# Assigned task
Transcribe the stretch of entries below from the line with "Target: concrete fence post" through the line with "Mark each instance", exactly and with both ends included; leave out all other lines.

# Provided data
┏━━

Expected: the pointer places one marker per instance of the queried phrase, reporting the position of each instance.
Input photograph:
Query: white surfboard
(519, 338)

┗━━
┏━━

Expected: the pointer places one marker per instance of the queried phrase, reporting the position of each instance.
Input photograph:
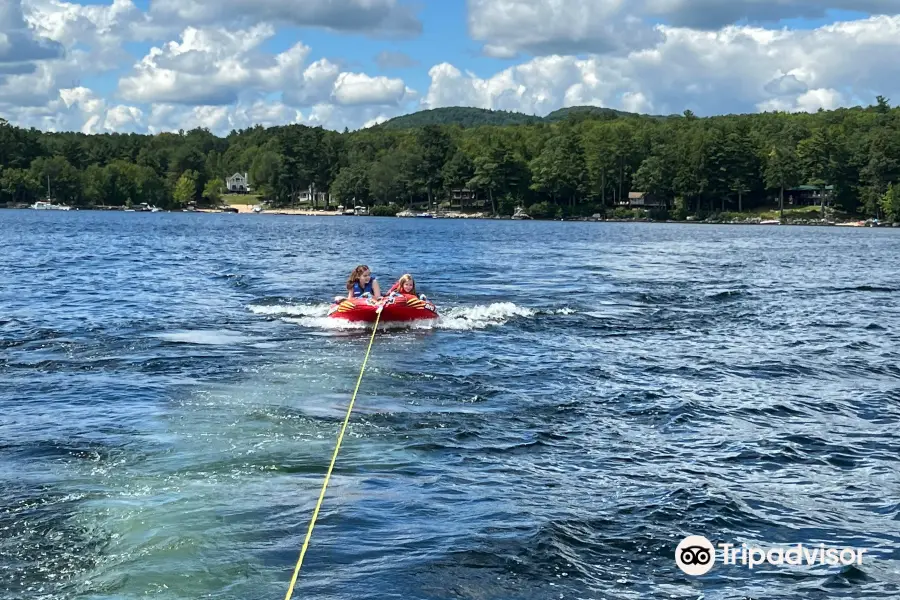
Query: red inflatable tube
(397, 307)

┗━━
┏━━

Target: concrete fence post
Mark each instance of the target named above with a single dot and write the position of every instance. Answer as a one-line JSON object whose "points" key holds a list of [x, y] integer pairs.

┗━━

# Answer for this exercise
Target: concrete fence post
Mark each instance of the target named above with a single dot and write the position of every instance. Answer as a one-line JSON object whose "points" key holds a list of [x, y] integer pairs.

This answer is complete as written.